“Road to 2020” U-23アジア選手権2018準優勝のベトナムが東京五輪に照準

遂に開幕した2018年のJ1。開幕節で激突した広島と札幌の一戦は、ともにタイ代表選手が所属することからタイダービーとして注目された。試合は新加入ティーラシンの決勝弾で広島が勝利。そして東南アジアでタイと鎬を削るベトナム。1月のAFC U-23選手権では準優勝を達成。躍進する東南アジア、彼らは五輪、W杯を見据えている。

躍進する東南アジア、若きベトナム代表は東京五輪を目指す

出典: https://laodong.vn/giao-duc/gs-truong-nguyen-thanh-tu-u23-viet-nam-va-bai-hoc-cho-phat-trien-khoa-hoc-giao-duc-588866.ldo

今年1月に中国で開催されたAFC U-23選手権2018で、東南アジアのダークホースであるベトナム代表が史上初となる準優勝の快挙を達成した。韓国人のパク・ハンソ監督率いるベトナムは、今大会のグループリーグD組で強豪オーストラリアを破って初白星を挙げると、1勝1敗1分で同組2位通過。決勝トーナメントでは、中東のイラクとカタールを延長・PK戦の末に下して決勝にコマを進めた。

-----

実施課題: 上にあるベトナムU-23代表についての文章を、全文一字も変えずに書き写してください。

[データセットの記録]
-----

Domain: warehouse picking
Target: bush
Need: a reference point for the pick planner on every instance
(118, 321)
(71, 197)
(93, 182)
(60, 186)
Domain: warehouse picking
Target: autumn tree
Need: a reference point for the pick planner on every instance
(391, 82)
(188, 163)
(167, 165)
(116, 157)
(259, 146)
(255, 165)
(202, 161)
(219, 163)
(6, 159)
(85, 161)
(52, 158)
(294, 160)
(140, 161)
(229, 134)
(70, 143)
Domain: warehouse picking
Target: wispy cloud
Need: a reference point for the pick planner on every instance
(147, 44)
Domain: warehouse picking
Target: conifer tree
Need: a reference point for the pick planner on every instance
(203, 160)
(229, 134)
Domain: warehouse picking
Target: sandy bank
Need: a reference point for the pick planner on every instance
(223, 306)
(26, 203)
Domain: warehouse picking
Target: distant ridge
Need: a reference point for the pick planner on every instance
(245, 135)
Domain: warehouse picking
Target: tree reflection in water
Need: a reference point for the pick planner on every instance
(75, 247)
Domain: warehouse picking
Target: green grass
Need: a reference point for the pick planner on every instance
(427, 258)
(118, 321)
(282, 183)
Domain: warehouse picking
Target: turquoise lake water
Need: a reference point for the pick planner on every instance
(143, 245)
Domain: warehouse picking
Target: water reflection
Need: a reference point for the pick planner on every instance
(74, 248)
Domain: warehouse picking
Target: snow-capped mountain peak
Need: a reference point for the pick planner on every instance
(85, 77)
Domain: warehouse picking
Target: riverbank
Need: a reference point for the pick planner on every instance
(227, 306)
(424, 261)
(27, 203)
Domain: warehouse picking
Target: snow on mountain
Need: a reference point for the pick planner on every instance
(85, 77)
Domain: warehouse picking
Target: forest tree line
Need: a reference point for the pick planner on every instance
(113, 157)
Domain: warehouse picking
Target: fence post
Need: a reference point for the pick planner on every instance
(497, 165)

-----

課題の解答:
“Road to 2020” U-23アジア選手権2018準優勝のベトナムが東京五輪に照準

遂に開幕した2018年のJ1。開幕節で激突した広島と札幌の一戦は、ともにタイ代表選手が所属することからタイダービーとして注目された。試合は新加入ティーラシンの決勝弾で広島が勝利。そして東南アジアでタイと鎬を削るベトナム。1月のAFC U-23選手権では準優勝を達成。躍進する東南アジア、彼らは五輪、W杯を見据えている。

躍進する東南アジア、若きベトナム代表は東京五輪を目指す

出典: https://laodong.vn/giao-duc/gs-truong-nguyen-thanh-tu-u23-viet-nam-va-bai-hoc-cho-phat-trien-khoa-hoc-giao-duc-588866.ldo

今年1月に中国で開催されたAFC U-23選手権2018で、東南アジアのダークホースであるベトナム代表が史上初となる準優勝の快挙を達成した。韓国人のパク・ハンソ監督率いるベトナムは、今大会のグループリーグD組で強豪オーストラリアを破って初白星を挙げると、1勝1敗1分で同組2位通過。決勝トーナメントでは、中東のイラクとカタールを延長・PK戦の末に下して決勝にコマを進めた。